### Exercise tasks
1 – Answer these questions using the passage about the narrator's father:
(a) How many master's degrees did the father hold?
(b) In the dream, where had the father run off to?
(c) What year of high school was the narrator in when the father hugged his children before surgery?
2 – Translate this sentence from the passage about the narrator's father into Spanish: "Any time I have a dream with my family in it, he's there like he always was."

BEGIN Exercise text

It feels very recent. The guy certainly made an impression. Not because of who he was -- a professor with four masters' degrees and a doctorate, from three different countries, paid for entirely with several well-deserved scholarships -- but because of other things that don't really have to do with any of that.

I still think of him several times every day. Not in a sad or painful way. Not like those sentimental scenes in the movies with dads and their kids laughing together in the sunlight on the playground covered in face paint and pretty ribbons or whatever. And definitely not in a spiritual, religious, or woo-woo kind of way where he's watching out for me from above. It's comfortable -- simple, vivid flashbacks of boring, everyday stuff, like him sitting on a couch reading the paper and yawning because it's late. Or walking around the mall looking bored out of his mind while my mom does the shopping. Really useless, mundane, everyday shit like that. Maybe the comfortable meh-ness is what makes the virtuality of his day-to-day existence in my head feel so organic.

And in my dreams, he's always alive. Any time I have a dream with my family in it, he's there like he always was. Two of his kids have kids of their own now, grandchildren who he never met. But in the dreams, he's talking to them, playing with them like he's been there the whole time. The closest it ever got to feeling like he was dead in one of my dreams is once, when we all thought he was dead, but it turned out he'd just run off to Zanzibar where he was hiding in anonymity with a new wife. And I remember thinking, "Thank God he's okay." And then I woke up and he was still dead.

It's not that there aren't nice, sentimental memories -- it's just that you probably wouldn't see them that way unless you were there.

See, my dad never actually told me he loved me. He never called me "son" and never kissed me even once that I can remember. The only time he hugged me and my siblings was once right before he was wheeled into the OR for cardiac bypass surgery. He got through it, but he was nervous. I was a senior in high school. You'd think I would remember that day because of the surgery -- you don't exactly go through that every day. But I remember it more because he actually hugged us. That was rarer.

END Exercise text
BEGIN Data section

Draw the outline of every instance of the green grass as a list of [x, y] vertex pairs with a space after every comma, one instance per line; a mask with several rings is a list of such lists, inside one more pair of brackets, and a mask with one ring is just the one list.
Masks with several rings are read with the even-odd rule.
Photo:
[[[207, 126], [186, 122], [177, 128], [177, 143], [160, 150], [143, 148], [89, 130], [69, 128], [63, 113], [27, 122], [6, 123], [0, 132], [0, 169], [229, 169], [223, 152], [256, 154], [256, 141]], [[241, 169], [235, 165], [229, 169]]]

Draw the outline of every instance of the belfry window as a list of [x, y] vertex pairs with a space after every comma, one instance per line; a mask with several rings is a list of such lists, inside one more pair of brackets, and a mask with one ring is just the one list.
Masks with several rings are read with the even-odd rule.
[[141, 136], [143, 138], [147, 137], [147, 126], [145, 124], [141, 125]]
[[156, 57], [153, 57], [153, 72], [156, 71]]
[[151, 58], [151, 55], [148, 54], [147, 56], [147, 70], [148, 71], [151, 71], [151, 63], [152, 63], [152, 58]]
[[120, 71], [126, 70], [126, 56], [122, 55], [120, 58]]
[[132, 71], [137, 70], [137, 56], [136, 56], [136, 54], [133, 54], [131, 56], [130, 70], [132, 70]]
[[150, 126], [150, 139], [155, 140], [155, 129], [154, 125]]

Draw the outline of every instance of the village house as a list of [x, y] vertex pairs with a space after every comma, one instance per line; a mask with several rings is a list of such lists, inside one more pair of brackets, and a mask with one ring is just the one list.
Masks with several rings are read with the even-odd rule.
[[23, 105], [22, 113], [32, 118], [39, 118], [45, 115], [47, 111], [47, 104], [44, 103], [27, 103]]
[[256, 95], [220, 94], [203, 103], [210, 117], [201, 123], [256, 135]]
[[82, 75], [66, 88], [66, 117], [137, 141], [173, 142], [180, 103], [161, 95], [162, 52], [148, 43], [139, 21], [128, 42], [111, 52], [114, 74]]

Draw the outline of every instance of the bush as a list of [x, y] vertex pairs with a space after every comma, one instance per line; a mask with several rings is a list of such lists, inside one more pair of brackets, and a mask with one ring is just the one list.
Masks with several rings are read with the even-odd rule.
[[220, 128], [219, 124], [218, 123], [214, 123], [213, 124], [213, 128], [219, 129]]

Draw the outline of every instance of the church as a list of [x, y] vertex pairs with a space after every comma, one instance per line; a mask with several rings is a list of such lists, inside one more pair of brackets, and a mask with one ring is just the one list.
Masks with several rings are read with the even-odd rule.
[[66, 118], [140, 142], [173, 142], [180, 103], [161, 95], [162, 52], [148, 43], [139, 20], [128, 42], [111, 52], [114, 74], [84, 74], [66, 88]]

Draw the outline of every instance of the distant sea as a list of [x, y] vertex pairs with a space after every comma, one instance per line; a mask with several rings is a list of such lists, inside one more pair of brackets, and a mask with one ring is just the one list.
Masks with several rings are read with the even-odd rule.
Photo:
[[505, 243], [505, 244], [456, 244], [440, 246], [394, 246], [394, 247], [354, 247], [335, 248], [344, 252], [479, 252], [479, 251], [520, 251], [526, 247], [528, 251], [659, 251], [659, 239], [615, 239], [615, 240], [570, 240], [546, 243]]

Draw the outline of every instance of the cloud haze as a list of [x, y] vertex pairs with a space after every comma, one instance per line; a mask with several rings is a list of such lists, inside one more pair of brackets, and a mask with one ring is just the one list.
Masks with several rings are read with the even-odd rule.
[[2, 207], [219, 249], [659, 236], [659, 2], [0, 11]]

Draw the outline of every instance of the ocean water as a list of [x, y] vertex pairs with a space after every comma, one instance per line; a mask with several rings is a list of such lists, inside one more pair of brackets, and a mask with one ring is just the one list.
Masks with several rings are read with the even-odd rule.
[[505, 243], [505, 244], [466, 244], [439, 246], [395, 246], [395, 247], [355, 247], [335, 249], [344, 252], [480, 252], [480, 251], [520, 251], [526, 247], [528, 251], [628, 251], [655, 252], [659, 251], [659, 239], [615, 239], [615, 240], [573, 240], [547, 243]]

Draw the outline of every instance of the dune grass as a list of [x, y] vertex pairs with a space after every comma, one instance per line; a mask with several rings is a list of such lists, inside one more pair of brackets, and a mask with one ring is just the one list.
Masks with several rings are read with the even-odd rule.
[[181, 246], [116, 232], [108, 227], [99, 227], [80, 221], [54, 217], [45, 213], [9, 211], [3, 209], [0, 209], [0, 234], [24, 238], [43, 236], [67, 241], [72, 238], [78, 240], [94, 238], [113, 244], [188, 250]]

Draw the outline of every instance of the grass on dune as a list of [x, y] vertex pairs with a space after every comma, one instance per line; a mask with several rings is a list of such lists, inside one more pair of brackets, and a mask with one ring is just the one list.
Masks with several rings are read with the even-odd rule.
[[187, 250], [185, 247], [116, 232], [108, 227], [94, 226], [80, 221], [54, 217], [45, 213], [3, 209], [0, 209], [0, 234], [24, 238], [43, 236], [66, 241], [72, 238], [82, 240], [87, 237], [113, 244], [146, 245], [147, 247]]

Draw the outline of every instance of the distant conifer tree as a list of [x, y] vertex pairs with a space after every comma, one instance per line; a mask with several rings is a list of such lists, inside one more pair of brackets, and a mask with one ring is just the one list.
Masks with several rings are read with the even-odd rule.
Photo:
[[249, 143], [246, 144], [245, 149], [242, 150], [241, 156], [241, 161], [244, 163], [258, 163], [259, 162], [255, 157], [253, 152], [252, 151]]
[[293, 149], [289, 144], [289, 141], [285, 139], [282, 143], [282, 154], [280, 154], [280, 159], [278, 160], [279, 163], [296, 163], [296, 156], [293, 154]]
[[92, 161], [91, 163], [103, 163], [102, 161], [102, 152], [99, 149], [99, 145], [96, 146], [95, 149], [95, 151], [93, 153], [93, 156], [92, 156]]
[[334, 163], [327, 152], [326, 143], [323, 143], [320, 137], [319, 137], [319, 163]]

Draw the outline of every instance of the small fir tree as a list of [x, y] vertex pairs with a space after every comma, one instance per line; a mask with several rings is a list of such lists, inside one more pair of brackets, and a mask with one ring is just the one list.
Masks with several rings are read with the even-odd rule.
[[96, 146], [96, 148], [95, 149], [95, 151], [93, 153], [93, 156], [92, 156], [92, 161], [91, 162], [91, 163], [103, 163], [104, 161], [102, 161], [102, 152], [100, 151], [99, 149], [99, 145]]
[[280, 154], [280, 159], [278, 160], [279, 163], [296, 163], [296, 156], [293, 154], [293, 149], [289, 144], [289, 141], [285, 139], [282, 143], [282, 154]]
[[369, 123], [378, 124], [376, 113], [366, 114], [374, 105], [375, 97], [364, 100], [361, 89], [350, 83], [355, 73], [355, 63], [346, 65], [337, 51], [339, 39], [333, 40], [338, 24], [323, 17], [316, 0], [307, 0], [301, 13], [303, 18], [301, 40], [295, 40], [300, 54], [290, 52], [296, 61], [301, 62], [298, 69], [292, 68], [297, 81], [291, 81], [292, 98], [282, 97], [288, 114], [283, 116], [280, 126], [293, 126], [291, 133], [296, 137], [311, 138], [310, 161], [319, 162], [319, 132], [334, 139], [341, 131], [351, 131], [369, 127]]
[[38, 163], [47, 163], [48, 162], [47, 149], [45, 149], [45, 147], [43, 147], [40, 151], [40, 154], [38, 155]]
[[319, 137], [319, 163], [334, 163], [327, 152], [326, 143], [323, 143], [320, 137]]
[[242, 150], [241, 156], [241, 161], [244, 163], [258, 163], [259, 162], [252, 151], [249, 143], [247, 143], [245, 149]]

END Data section

### Answers by item
1 –
(a) Four.
(b) Zanzibar.
(c) Senior year.

2 – Cada vez que tengo un sueño en el que aparece mi familia, él está ahí como siempre estuvo.